*PAGE EXTRACT*.
>>>
Let $$X$$ be the quintic del Pezzo 3-fold. The Hilbert scheme of lines on $$X$$ is 2-dimensional (this follows easily from deformation theory). If there is a point $$p \in X$$ such that every line passes through $$p$$, then $$X$$ is a cone with vertex $$p$$, hence either $$X$$ is singular at $$p$$, or $$X \cong \mathbb{P}^3$$. But, of course, neither of these is true.

• I don't know what a Hilbert scheme is. Would you mind giving me some references? – anon Mar 8 at 23:46
• Is there a way to know the number of lines on $V(5)$? – anon Mar 8 at 23:47
• What do you mean? It is infinite of course, read Sasha's answer. – abx Mar 9 at 5:24
• Yes. For instance a general hyperplane section contains some lines. – abx Mar 9 at 10:39
• A general hyperplane section is a quintic del Pezzo surface. It is well known that it contains 10 lines. – abx Mar 9 at 16:16

I give an answer here using only elementary algebraic geometry.
<<<
*SUPPLIED DATA*.
>>>
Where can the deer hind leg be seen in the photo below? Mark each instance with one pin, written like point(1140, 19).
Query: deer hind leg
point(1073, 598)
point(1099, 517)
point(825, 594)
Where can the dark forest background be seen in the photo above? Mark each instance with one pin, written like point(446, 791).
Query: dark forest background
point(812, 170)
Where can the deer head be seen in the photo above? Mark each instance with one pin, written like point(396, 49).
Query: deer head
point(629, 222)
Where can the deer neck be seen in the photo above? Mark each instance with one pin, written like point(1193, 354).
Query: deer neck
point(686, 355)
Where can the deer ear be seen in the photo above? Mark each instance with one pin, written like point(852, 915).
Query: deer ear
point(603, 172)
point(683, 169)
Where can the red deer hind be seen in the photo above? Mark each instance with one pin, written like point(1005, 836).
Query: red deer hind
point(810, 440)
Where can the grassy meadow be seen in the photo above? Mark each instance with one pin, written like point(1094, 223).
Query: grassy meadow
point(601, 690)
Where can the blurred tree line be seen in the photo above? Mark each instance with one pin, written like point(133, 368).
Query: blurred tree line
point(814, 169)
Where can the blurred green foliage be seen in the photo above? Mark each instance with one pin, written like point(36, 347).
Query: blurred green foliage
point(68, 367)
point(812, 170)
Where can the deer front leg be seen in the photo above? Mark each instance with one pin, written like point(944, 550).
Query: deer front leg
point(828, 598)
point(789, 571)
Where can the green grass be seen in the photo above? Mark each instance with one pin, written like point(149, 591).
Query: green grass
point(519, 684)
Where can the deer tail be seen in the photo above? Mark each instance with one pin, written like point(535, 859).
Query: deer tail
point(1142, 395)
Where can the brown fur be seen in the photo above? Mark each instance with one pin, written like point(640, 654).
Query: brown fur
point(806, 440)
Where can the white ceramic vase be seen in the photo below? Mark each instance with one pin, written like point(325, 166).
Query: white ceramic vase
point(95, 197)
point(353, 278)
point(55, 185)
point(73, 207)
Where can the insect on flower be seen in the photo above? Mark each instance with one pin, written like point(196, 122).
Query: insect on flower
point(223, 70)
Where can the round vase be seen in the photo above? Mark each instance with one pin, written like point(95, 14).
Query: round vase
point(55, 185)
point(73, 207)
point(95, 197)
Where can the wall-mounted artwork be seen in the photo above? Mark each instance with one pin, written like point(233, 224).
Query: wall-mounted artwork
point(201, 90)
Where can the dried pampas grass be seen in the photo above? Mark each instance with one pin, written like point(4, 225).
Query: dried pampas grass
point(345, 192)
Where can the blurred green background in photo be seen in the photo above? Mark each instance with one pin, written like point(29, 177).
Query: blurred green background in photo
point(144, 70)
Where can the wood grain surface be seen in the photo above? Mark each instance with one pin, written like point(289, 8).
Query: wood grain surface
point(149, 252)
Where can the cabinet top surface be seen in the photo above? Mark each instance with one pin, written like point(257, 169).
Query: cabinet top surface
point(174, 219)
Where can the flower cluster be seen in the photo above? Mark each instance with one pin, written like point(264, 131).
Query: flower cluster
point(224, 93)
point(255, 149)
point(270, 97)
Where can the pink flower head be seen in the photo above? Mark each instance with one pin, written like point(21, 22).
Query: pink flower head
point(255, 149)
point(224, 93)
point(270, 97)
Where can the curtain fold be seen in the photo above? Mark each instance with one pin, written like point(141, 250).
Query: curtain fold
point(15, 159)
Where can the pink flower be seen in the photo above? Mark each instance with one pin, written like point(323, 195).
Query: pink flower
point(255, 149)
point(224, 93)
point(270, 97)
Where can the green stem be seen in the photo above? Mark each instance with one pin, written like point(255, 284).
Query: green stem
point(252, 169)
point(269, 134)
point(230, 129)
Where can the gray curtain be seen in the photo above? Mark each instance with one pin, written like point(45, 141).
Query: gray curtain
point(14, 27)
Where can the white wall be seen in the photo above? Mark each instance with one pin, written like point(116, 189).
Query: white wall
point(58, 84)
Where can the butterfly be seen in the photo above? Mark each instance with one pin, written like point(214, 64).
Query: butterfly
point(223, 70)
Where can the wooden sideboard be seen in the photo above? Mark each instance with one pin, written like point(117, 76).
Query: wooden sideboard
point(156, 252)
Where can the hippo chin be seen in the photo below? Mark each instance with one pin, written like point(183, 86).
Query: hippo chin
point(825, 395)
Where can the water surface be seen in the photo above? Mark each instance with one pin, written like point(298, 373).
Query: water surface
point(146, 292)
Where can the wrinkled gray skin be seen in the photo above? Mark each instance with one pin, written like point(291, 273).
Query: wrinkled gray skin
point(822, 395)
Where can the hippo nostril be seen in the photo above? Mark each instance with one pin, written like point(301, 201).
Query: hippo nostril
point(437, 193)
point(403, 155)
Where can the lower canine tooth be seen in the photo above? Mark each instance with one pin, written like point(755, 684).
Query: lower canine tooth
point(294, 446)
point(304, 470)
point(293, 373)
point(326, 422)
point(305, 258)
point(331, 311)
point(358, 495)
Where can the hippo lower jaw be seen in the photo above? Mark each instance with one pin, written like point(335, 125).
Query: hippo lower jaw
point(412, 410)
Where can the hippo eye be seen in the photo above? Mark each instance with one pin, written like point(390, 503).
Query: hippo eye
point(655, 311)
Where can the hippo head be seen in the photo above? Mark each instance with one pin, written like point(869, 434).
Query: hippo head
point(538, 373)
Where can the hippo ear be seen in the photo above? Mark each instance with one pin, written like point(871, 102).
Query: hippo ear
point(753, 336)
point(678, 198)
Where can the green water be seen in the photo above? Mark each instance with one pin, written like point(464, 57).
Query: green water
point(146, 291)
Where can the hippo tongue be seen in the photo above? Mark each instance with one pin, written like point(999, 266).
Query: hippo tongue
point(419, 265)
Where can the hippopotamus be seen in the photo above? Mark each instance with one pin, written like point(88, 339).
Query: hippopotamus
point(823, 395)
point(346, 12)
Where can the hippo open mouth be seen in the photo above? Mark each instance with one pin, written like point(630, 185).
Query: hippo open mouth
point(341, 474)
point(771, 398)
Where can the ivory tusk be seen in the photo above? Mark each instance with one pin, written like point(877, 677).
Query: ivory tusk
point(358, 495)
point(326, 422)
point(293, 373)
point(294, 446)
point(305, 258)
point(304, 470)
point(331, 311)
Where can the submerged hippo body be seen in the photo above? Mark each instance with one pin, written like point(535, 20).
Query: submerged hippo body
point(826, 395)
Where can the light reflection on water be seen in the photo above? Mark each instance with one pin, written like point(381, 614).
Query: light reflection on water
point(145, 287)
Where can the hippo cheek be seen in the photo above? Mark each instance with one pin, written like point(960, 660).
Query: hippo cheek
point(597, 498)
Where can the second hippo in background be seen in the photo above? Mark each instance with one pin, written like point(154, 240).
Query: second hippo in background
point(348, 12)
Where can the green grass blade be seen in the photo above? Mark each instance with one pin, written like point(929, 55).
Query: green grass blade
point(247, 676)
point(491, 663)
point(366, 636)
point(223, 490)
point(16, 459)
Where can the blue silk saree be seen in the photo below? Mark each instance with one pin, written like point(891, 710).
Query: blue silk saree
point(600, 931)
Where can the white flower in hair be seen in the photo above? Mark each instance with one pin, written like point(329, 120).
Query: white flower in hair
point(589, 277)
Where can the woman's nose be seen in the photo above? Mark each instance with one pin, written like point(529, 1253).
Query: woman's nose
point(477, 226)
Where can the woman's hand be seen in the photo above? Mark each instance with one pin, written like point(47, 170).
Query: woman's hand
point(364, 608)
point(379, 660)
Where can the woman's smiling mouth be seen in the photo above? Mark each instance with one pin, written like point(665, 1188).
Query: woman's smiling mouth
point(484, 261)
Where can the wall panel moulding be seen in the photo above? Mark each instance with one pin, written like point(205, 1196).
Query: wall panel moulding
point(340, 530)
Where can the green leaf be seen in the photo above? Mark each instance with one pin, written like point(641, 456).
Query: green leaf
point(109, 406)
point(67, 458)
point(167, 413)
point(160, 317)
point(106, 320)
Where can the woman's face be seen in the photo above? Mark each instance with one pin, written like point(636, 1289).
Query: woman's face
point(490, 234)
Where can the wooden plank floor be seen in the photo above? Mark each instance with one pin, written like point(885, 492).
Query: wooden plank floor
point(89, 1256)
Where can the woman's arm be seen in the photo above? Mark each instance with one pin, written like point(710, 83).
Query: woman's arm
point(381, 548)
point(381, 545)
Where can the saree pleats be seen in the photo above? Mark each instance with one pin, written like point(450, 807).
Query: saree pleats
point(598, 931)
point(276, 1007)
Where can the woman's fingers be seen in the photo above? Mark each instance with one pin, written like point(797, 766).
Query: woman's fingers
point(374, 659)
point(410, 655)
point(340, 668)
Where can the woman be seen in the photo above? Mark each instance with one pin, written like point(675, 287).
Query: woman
<<<
*SET TASK*. Reproduce the part of the forum excerpt on the quintic del Pezzo 3-fold starting with "Let $$X$$ be" and going on through "these is true.". The data has no connection to the text about lines on the quintic del Pezzo 3-fold.

*OUTPUT OF THE EXERCISE*.
Let $$X$$ be the quintic del Pezzo 3-fold. The Hilbert scheme of lines on $$X$$ is 2-dimensional (this follows easily from deformation theory). If there is a point $$p \in X$$ such that every line passes through $$p$$, then $$X$$ is a cone with vertex $$p$$, hence either $$X$$ is singular at $$p$$, or $$X \cong \mathbb{P}^3$$. But, of course, neither of these is true.